■ Goal ■
Return the lines below verbatim, from the first line through the line containing "left=11, top=207, right=29, bottom=218", including both.

■ Data provided ■
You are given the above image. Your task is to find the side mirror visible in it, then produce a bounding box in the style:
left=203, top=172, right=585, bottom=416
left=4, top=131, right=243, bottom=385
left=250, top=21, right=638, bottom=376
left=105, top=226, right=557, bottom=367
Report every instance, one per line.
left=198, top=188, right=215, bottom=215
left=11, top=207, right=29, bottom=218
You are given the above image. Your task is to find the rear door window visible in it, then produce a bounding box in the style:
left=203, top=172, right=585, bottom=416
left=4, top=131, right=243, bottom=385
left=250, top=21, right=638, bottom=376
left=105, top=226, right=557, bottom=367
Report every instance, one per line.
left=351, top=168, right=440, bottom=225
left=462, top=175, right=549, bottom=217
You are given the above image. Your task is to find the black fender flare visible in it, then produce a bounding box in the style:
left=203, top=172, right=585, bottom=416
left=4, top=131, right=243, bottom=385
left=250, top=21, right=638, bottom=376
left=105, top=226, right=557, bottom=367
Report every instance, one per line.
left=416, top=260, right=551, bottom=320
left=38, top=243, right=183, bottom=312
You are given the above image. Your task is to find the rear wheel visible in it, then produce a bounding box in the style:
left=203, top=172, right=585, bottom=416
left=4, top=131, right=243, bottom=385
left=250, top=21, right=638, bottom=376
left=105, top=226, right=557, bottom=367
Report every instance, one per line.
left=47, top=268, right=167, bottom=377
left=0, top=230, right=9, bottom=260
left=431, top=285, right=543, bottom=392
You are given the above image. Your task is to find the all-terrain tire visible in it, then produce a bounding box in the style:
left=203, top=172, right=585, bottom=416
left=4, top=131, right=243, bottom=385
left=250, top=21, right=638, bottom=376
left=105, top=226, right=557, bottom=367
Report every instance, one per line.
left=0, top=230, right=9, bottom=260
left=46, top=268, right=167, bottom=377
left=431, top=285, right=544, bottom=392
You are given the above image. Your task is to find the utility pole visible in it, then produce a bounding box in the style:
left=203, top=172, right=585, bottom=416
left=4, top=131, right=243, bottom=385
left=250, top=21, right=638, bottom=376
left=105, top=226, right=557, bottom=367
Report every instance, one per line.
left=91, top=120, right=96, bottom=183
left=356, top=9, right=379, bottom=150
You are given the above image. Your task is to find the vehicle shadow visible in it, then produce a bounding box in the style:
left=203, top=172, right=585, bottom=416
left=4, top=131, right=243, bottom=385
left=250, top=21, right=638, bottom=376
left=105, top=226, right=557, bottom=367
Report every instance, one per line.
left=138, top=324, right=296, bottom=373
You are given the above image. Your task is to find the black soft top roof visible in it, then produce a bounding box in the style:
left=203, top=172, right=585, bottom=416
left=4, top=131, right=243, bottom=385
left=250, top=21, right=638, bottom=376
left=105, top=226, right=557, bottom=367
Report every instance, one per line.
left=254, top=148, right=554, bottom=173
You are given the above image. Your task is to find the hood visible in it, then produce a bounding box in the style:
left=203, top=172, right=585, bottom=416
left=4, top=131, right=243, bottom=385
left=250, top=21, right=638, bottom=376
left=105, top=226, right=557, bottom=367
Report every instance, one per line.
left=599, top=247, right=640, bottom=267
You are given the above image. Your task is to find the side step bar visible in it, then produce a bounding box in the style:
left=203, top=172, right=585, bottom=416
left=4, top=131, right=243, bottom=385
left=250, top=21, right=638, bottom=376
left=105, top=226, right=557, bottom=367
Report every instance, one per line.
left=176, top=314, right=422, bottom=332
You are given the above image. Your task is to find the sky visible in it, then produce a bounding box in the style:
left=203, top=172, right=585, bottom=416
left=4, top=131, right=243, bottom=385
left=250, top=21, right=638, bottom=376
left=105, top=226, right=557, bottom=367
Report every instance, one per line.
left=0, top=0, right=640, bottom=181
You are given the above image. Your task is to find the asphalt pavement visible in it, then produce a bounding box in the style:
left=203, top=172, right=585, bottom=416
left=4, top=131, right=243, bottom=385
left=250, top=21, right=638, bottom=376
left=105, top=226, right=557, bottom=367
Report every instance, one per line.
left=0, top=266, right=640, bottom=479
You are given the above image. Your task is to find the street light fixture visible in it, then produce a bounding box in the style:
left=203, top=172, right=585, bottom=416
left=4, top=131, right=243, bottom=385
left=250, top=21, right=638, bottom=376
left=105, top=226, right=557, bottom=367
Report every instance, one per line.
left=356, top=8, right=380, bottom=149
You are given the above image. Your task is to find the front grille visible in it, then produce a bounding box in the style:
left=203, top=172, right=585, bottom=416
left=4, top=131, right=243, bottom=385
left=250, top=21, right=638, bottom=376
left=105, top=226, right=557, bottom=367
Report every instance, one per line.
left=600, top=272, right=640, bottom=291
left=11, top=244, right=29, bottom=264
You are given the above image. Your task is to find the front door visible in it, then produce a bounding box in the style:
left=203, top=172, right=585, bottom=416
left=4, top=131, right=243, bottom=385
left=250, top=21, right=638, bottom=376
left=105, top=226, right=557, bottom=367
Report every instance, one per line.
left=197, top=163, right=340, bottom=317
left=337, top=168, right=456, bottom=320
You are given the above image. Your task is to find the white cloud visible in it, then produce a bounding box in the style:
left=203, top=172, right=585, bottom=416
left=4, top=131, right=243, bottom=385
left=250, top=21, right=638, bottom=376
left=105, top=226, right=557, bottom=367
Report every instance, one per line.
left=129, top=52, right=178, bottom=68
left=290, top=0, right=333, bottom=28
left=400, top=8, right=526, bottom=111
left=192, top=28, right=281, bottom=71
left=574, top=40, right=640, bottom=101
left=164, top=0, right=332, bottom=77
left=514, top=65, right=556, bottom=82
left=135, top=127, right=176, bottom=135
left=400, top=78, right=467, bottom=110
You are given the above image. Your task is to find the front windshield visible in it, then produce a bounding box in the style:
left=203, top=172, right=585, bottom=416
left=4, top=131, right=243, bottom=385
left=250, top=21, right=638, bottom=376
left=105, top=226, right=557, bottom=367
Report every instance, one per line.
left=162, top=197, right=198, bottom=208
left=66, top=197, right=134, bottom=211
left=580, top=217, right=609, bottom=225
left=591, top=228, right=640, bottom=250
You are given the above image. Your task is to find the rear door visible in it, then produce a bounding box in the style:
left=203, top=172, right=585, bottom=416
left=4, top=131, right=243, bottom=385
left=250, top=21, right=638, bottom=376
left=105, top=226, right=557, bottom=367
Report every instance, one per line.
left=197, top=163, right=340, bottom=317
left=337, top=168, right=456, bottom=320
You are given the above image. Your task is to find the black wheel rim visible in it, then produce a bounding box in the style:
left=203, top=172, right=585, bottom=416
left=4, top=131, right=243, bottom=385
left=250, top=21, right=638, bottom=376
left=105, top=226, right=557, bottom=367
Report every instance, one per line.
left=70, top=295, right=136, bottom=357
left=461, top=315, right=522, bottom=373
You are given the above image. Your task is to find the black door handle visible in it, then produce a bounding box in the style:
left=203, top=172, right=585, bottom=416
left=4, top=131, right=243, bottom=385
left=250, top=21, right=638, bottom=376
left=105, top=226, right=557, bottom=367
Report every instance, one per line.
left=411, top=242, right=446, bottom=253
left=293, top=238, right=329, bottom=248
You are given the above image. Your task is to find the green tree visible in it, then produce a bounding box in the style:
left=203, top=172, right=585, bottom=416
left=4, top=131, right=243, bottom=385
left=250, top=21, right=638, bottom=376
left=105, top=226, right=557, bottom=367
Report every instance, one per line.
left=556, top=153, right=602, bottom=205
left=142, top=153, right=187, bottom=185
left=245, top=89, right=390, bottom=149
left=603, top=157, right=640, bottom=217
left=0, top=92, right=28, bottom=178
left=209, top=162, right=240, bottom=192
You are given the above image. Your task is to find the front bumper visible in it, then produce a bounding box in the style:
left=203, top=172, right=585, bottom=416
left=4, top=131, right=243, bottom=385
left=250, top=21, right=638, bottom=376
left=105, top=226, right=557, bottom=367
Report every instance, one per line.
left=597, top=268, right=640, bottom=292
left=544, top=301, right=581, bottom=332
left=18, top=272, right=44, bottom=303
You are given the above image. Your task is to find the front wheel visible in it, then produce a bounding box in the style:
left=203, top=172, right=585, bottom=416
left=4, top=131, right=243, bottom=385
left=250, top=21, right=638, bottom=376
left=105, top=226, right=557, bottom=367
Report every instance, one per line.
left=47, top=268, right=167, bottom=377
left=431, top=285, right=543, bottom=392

■ Task output ■
You are given the above image. Your task is to find the side mirror visible in it, then produce a bounding box in the style:
left=203, top=172, right=585, bottom=416
left=4, top=131, right=243, bottom=385
left=250, top=21, right=638, bottom=376
left=105, top=226, right=557, bottom=367
Report every instance, one per line.
left=198, top=188, right=215, bottom=215
left=11, top=207, right=29, bottom=218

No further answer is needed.